* TRECHO SELECIONADO

Os resultados foram reportados em um artigo publicado em 10 de setembro na Physical Review Letters pela colaboração LIGO-Virgo-KAGRA.
Para estrelas massivas, os buracos negros são o estágio final em sua evolução. Os buracos negros são tão densos que nem a luz consegue escapar de sua gravidade. Quando dois buracos negros colidem, o evento distorce o próprio espaço, criando ondulações no espaço-tempo que se espalham pelo universo, como ondas sonoras que ressoam a partir de um sino batido.
Essas ondulações que deformam o espaço, chamadas de ondas gravitacionais, podem dizer aos cientistas muito sobre os objetos que as criaram. Assim como um grande sino de ferro emite sons diferentes de um sino de alumínio menor, o “som” de uma fusão de buracos negros é específico para as propriedades dos buracos negros envolvidos.
Os cientistas podem detectar ondas gravitacionais com instrumentos especiais em observatórios como o LIGO nos Estados Unidos, o Virgo na Itália e o KAGRA no Japão. Esses instrumentos medem cuidadosamente quanto tempo leva para um laser percorrer um determinado caminho. À medida que as ondas gravitacionais esticam e comprimem o espaço-tempo, o comprimento do instrumento, e, portanto, o tempo de viagem da luz, muda de forma minúscula. Medindo essas pequenas mudanças com grande precisão, os cientistas podem usá-las para determinar as características dos buracos negros.
As ondas gravitacionais recém-relatadas foram encontradas como resultado de uma fusão que formou um buraco negro com a massa de 63 sóis e girando a 100 revoluções por segundo. As descobertas vêm 10 anos após o LIGO ter feito a primeira detecção de fusão de buracos negros. Desde essa descoberta marcante, melhorias nos equipamentos e técnicas permitiram aos cientistas obter uma visão muito mais clara desses eventos que abalam o espaço.

* ENUNCIADO
Extraia do trecho sobre ondas gravitacionais o texto entre "As ondas gravitacionais recém-relatadas" e "abalam o espaço.", inclusive.

(Registros de anotação de contornos)

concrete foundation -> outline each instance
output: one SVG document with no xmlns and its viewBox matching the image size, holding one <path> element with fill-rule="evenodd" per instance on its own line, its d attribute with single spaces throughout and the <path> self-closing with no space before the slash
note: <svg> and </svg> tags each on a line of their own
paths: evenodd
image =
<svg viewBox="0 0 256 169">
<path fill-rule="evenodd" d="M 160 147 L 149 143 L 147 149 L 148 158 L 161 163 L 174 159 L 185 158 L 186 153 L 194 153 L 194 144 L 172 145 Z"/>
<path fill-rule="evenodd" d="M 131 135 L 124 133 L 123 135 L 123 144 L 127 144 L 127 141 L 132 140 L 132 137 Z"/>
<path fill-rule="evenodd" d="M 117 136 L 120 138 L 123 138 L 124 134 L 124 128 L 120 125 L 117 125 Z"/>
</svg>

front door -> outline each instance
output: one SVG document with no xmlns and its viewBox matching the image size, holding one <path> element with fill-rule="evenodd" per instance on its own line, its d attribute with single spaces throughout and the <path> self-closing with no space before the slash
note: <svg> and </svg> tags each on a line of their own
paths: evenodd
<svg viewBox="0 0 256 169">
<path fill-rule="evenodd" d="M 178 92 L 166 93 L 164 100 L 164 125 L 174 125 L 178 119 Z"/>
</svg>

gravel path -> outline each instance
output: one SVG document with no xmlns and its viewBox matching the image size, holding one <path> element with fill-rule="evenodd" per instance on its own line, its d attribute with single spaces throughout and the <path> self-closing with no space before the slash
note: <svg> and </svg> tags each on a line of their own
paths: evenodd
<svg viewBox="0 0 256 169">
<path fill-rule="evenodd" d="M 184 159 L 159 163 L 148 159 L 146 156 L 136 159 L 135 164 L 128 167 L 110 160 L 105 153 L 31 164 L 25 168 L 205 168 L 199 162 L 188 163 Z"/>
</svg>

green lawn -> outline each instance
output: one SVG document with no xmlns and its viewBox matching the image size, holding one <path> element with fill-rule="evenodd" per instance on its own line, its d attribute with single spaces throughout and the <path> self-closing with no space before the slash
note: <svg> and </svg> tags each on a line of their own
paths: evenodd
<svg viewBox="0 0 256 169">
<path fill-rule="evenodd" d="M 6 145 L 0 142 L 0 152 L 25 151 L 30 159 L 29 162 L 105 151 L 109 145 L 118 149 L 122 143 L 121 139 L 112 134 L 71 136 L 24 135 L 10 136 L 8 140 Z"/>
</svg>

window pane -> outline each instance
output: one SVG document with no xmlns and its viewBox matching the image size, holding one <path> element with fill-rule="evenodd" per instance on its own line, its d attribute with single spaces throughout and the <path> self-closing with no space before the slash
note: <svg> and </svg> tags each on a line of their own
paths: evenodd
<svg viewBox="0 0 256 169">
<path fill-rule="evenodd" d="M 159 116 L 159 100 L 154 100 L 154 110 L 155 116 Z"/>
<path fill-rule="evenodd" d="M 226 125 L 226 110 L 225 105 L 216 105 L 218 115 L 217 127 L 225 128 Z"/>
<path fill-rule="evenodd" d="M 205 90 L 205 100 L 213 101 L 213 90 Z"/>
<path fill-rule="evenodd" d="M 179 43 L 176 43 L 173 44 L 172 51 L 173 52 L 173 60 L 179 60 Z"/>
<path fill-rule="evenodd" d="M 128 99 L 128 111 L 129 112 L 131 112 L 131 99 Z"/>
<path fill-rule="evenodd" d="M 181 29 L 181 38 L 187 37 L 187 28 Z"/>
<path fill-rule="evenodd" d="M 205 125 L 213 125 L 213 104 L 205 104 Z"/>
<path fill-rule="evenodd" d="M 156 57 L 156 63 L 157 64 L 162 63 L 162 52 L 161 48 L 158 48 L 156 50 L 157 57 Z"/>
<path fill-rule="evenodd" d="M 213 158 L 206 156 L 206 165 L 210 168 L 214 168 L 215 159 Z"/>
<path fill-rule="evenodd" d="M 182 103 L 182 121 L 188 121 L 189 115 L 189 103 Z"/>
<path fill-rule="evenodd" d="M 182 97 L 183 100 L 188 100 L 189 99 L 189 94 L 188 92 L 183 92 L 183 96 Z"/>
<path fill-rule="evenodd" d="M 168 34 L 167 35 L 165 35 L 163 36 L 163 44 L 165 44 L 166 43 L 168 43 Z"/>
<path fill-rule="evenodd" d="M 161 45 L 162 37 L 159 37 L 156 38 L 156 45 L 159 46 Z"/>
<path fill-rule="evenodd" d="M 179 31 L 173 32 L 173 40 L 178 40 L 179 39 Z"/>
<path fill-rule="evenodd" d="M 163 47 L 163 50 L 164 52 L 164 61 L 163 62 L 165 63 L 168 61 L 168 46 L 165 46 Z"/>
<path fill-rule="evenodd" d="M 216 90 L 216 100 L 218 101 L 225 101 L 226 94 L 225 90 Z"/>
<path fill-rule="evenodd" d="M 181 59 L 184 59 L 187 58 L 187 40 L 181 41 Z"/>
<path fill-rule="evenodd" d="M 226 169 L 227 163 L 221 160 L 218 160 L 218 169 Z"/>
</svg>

* SOLUÇÃO
As ondas gravitacionais recém-relatadas foram encontradas como resultado de uma fusão que formou um buraco negro com a massa de 63 sóis e girando a 100 revoluções por segundo. As descobertas vêm 10 anos após o LIGO ter feito a primeira detecção de fusão de buracos negros. Desde essa descoberta marcante, melhorias nos equipamentos e técnicas permitiram aos cientistas obter uma visão muito mais clara desses eventos que abalam o espaço.